• [Problem]: Pull out every line of the data below that contains the word "green".

————

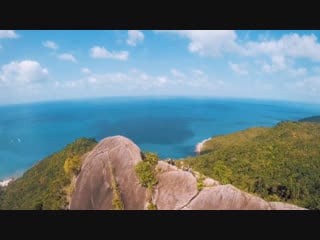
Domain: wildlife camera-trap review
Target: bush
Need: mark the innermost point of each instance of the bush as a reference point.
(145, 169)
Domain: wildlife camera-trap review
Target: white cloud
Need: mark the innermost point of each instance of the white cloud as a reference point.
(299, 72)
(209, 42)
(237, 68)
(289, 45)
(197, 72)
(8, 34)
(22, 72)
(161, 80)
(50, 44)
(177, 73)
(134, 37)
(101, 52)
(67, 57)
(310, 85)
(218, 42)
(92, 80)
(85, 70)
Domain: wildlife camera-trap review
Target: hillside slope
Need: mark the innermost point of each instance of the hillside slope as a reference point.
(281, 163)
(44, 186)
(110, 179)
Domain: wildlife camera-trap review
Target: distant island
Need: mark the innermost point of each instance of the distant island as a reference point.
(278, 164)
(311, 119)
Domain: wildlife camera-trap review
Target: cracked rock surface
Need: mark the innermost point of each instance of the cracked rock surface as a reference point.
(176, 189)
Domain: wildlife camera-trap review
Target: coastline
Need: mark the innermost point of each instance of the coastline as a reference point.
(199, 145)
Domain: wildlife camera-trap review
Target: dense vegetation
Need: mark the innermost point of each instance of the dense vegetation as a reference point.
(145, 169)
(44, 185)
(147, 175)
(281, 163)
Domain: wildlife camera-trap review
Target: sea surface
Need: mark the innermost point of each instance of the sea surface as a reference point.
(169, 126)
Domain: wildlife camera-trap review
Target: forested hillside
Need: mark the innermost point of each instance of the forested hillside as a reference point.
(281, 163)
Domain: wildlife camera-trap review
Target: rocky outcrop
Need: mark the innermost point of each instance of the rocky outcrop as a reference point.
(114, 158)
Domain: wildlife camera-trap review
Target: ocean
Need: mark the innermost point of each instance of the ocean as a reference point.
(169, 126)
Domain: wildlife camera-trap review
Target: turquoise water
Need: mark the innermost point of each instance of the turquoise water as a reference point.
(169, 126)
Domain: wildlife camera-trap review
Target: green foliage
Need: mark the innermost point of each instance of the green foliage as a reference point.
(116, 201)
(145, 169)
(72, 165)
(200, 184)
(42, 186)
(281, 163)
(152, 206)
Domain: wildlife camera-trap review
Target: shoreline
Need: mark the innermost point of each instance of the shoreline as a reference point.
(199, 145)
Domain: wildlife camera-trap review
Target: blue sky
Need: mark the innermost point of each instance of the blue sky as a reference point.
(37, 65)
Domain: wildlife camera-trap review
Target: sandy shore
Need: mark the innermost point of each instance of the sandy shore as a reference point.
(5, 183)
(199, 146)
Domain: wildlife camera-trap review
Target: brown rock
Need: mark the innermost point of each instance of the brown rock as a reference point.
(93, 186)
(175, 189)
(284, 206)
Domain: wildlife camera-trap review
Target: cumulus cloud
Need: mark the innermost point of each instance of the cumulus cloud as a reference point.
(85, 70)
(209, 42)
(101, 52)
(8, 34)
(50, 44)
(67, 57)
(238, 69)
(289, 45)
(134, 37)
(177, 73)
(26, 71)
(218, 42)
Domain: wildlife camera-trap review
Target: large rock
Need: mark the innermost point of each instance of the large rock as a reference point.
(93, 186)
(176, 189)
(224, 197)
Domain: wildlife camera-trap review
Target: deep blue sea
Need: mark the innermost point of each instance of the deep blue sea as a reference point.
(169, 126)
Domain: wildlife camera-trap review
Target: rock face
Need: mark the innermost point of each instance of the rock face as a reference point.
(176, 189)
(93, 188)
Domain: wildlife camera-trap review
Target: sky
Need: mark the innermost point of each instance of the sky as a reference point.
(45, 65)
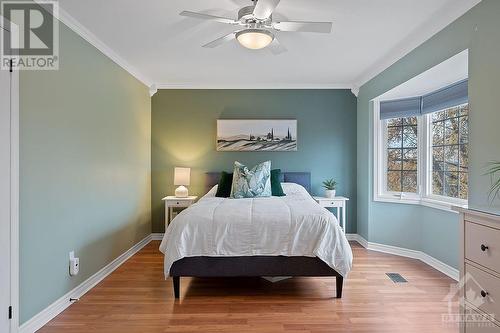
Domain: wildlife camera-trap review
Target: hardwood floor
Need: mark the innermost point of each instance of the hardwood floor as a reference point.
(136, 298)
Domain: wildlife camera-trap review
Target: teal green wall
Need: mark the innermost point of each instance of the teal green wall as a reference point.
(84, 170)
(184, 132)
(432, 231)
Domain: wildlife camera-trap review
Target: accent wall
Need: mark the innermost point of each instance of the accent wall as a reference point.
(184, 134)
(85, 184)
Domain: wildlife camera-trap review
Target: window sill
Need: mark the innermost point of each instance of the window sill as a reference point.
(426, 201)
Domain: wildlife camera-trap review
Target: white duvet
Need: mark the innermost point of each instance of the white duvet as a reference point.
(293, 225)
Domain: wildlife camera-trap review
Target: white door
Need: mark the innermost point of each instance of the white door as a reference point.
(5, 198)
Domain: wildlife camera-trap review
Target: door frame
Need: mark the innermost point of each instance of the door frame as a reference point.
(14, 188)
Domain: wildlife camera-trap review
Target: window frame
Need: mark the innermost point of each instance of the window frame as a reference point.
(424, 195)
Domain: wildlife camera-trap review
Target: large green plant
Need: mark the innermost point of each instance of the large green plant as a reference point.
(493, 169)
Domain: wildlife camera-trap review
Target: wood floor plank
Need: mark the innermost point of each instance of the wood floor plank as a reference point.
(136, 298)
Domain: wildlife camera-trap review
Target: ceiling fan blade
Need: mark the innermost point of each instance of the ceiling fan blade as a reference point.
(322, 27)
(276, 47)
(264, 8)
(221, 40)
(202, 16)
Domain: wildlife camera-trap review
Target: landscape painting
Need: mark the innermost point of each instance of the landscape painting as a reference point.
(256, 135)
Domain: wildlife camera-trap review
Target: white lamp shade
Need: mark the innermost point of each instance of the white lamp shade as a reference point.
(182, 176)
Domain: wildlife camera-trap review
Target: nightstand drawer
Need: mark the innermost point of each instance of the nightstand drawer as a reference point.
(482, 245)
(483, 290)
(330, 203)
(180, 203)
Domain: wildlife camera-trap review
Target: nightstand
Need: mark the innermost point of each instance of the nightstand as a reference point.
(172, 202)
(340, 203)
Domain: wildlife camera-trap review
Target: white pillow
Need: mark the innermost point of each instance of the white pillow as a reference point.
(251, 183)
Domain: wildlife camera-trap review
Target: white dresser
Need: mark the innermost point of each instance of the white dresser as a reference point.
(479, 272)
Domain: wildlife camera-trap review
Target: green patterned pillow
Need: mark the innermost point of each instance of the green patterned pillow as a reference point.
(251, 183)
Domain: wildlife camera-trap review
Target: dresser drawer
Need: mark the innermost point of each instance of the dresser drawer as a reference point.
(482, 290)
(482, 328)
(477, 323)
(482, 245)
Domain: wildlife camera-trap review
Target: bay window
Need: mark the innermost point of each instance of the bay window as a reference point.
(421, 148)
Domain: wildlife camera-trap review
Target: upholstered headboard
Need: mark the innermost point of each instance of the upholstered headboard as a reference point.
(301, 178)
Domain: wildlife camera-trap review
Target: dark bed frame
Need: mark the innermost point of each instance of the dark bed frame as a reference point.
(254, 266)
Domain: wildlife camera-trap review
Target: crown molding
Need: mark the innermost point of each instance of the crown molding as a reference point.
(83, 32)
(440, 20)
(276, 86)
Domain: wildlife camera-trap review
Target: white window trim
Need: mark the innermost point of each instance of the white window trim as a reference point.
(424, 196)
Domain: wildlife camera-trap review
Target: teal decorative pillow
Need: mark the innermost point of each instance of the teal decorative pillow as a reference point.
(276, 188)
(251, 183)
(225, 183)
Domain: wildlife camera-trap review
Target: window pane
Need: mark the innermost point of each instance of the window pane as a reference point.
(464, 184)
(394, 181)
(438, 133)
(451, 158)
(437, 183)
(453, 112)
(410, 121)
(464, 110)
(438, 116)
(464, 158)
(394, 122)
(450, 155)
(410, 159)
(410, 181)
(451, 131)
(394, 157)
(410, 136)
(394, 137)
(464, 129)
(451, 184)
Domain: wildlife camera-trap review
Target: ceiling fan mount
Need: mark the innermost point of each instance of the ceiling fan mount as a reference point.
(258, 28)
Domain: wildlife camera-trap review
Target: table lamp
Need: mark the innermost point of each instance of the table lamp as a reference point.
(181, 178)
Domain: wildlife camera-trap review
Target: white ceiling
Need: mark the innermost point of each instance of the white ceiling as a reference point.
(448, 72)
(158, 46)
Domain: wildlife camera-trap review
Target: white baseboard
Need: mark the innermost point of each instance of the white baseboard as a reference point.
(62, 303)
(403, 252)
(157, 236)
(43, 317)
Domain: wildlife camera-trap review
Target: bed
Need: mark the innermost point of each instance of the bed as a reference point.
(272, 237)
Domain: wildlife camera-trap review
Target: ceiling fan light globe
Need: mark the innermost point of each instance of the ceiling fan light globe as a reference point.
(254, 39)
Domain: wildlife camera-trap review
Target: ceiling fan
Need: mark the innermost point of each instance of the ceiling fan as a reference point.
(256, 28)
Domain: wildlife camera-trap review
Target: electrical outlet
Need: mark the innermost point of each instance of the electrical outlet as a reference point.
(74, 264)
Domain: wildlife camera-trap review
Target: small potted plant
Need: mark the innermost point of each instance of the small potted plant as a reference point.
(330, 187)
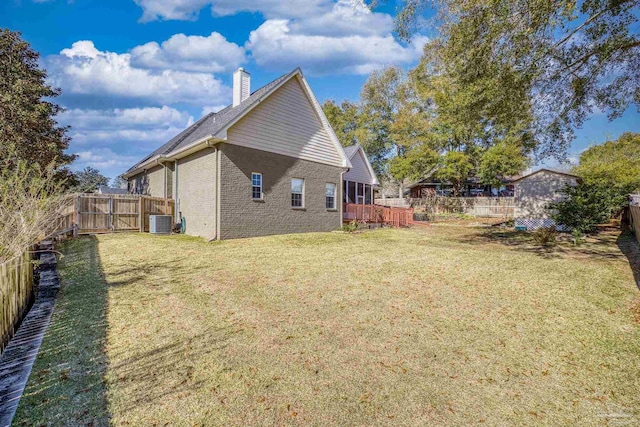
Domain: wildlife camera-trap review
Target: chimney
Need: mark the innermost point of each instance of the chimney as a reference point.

————

• [Result of the task]:
Target: green foliage
Need: mark the innermost point of each instance of the green foliage as a reference point.
Target: teal green wall
Need: mark the innermost point of each instance of the teal green wall as a reference point.
Target: large green plant
Need: mark the innermost point of each instance of the large green plant as a reference point.
Target: green patterned pillow
Need: mark the innermost point of each instance of the green patterned pillow as a reference point.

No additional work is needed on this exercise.